* Start Entries *

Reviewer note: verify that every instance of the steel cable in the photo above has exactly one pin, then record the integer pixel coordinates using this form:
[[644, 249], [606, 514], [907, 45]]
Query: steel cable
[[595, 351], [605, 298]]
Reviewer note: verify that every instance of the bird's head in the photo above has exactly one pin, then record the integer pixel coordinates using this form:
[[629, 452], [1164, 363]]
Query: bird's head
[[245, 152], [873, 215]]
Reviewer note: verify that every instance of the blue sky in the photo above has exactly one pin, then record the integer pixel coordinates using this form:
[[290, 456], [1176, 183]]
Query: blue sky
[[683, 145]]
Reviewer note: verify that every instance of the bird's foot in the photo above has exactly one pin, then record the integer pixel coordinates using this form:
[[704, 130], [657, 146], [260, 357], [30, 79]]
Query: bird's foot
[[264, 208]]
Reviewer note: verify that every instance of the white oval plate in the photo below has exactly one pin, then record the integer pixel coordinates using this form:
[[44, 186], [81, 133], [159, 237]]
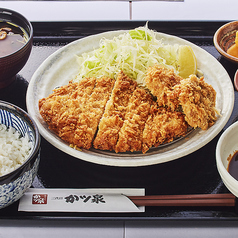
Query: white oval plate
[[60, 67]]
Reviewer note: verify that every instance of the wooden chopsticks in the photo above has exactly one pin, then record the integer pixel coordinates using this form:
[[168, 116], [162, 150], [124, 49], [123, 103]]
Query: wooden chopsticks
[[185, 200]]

* End Entries *
* Start Entries *

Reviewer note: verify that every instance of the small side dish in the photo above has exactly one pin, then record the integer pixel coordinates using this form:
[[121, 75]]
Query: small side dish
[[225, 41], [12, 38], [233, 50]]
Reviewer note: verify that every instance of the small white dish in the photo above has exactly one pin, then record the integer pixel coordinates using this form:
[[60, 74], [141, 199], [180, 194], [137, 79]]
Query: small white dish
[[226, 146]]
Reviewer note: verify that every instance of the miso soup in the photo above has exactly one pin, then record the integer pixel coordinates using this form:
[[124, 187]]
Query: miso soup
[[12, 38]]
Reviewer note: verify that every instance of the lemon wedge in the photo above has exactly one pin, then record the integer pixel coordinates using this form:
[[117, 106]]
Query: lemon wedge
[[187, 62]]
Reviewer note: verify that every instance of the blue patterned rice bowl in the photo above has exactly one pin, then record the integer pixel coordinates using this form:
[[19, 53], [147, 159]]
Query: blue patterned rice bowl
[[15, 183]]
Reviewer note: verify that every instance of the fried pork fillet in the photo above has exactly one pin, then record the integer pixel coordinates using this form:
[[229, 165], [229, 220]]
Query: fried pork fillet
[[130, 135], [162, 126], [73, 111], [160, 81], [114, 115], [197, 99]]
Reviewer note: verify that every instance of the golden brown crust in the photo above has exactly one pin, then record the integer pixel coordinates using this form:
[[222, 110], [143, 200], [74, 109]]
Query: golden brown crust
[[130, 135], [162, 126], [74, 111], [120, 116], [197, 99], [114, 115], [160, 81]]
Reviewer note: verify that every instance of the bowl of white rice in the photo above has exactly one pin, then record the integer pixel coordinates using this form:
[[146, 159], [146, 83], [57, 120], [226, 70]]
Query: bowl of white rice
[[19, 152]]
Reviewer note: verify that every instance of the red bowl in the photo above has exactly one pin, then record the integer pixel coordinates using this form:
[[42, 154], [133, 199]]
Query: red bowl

* End Entries *

**Exercise task**
Copy the items starting at the line containing "Reviewer note: verify that every instance of the bird's head" and ending at the line containing "[[185, 200]]", swapping "exactly one pin" for "exactly one marker" and leaving everything else unchanged. Omit the pictures from your answer.

**Reply**
Reviewer note: verify that every instance of the bird's head in the photo above has exactly one marker, then record the integer pixel coordinates using this form:
[[629, 452], [1164, 363]]
Query: bird's head
[[245, 152], [873, 215]]
Reviewer note: verify that every instance of the blue sky in the photo above has exactly one marker, then record the integer pixel coordinates using this form:
[[290, 456], [1176, 183]]
Query: blue sky
[[683, 145]]
Reviewer note: verify that every instance of the bird's foot in the photo above has exactly one marker, then record the integer pixel coordinates using this form:
[[704, 130], [657, 146], [260, 357], [30, 79]]
Query: bird's foot
[[264, 208]]
Reviewer note: verify that every instance of the white oval plate in the photo below has exactly one marker, then record the integer pixel coordinates using this form:
[[44, 186], [81, 133], [159, 237]]
Query: white oval plate
[[60, 67]]
Reviewer note: verify that every instance of the wooden chopsticks in the photo above has exactly one marker, then record the integer pixel coordinates using this form:
[[168, 116], [162, 150], [124, 49], [123, 103]]
Query: wooden chopsticks
[[185, 200]]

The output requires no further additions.